INSTRUCTIONS FOR THE TASK - Transcribe the whole listing exactly; the images stay out.

(DATA PROVIDED Opens)

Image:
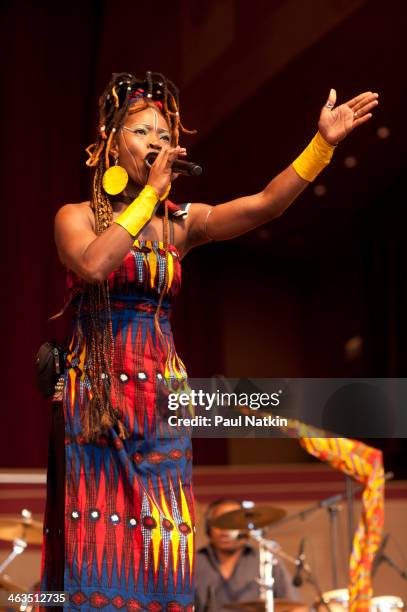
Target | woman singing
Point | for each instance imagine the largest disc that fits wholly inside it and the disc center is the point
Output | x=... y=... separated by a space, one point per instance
x=119 y=525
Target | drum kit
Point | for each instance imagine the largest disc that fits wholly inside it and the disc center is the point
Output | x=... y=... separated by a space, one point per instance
x=21 y=532
x=255 y=520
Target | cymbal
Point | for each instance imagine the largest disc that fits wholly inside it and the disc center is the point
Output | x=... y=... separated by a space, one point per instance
x=258 y=605
x=249 y=518
x=30 y=531
x=7 y=584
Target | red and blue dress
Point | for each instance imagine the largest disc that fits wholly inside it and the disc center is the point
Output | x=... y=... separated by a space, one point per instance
x=119 y=523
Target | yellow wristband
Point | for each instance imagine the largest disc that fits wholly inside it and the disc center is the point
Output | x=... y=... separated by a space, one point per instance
x=314 y=158
x=166 y=194
x=139 y=212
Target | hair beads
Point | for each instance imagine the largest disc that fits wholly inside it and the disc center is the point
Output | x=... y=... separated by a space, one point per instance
x=124 y=95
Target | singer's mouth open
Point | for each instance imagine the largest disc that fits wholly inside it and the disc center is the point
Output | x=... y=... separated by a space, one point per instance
x=150 y=159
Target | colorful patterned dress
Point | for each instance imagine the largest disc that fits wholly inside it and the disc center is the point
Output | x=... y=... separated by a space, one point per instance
x=124 y=532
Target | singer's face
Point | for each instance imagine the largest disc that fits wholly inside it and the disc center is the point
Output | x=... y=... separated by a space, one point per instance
x=225 y=539
x=143 y=132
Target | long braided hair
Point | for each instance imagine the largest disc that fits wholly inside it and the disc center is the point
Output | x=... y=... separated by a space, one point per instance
x=125 y=94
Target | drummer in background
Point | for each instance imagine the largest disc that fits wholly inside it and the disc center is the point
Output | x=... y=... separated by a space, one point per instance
x=228 y=568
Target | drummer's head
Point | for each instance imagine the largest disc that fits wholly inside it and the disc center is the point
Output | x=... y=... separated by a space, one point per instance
x=223 y=539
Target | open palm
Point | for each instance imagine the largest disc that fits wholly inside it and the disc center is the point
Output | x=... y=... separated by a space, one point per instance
x=335 y=123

(DATA PROVIDED Closes)

RESULT OF THIS EXERCISE -
Image:
Target | woman singing
Point | for each instance imagine the largest disc that fits wholly inside it and the disc center is the point
Output | x=... y=... separated by a space, one point per instance
x=119 y=525
Target | drum kit
Point | for each instance imagine the largest disc that fits wholly inside it and the disc center is the point
Output | x=... y=... separated by a space, one point per instance
x=21 y=532
x=255 y=520
Target | cymbal
Point | for each instance imagine the largest disc that fits wholly inside it and the disc center is the point
Output | x=... y=... separated by a space, one point per instance
x=258 y=605
x=249 y=518
x=30 y=531
x=7 y=584
Target | red and blue dress
Point | for each instance imagine the largest disc that fits wholly inside it and the disc center is the point
Output | x=... y=... separated by a space, one point per instance
x=119 y=523
Target | yellow wristband
Point | for each instance imagine the largest disc that fits wholly inside it and the disc center is the point
Output | x=... y=... separated by a space, one point per instance
x=314 y=158
x=166 y=194
x=139 y=212
Target | hair beads
Point | for each instance imagine the largest disc that fits wholly inside it and the disc center is the point
Output | x=... y=... separated by a space, one point per instance
x=124 y=95
Target | singer's mouth open
Point | for each instance imagine the largest disc that fits wholly inside it and the disc center is the point
Output | x=... y=... separated by a space, one point per instance
x=150 y=159
Target | colorful patterned dress
Point | for each instance imagine the largest disc that fits wholly inside it and the disc center is the point
Output | x=... y=... separated by a space, one point per instance
x=124 y=532
Target | singer's face
Point | for each instance imagine the largest disc that fits wholly inside it and the disc center is the point
Output | x=... y=... separated by a space, one point per instance
x=225 y=539
x=143 y=132
Target | long braided hair
Point | for each instance imagine the largest disc that fits wholly inside it and the disc center is the point
Output | x=... y=... separated by a space, one point per instance
x=125 y=94
Target | drummer in background
Point | for each instance imagine the largest disc that fits wholly inside it and the disc center is the point
Output | x=... y=... separated by a space, one point per instance
x=228 y=568
Target | drummer's head
Point | for each instance imagine the largest disc that fits wholly inside it and the disc center is the point
Output | x=... y=... separated by a space, one point per instance
x=223 y=539
Target | open palm
Point | for each instance imagine the largest disc that fits wholly inside it and the disc center is the point
Output | x=... y=... separated by a space, one point per instance
x=335 y=123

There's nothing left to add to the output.